** Aim **
Copy the entries below line for line, leaving out the pictures.

** Data excerpts **
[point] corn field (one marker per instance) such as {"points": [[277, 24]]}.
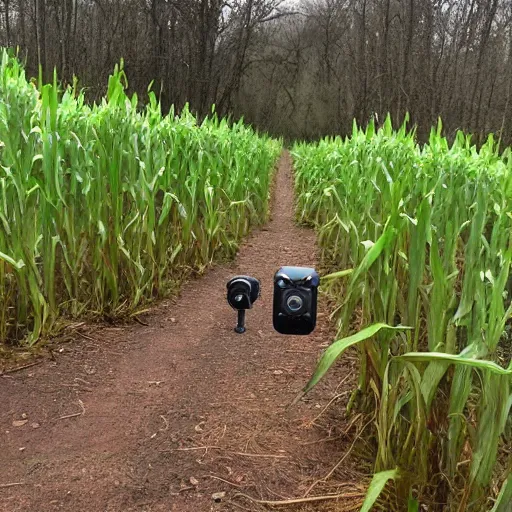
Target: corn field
{"points": [[104, 207], [418, 238]]}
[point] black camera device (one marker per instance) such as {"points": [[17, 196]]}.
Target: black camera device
{"points": [[295, 300]]}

** Complete answer **
[point] corn field (one marker per instance) such as {"points": [[277, 24]]}.
Target: corn field
{"points": [[104, 207], [418, 238]]}
[point] black camera device (one marker per instance) such as {"points": [[17, 196]]}.
Target: black camera device
{"points": [[295, 300]]}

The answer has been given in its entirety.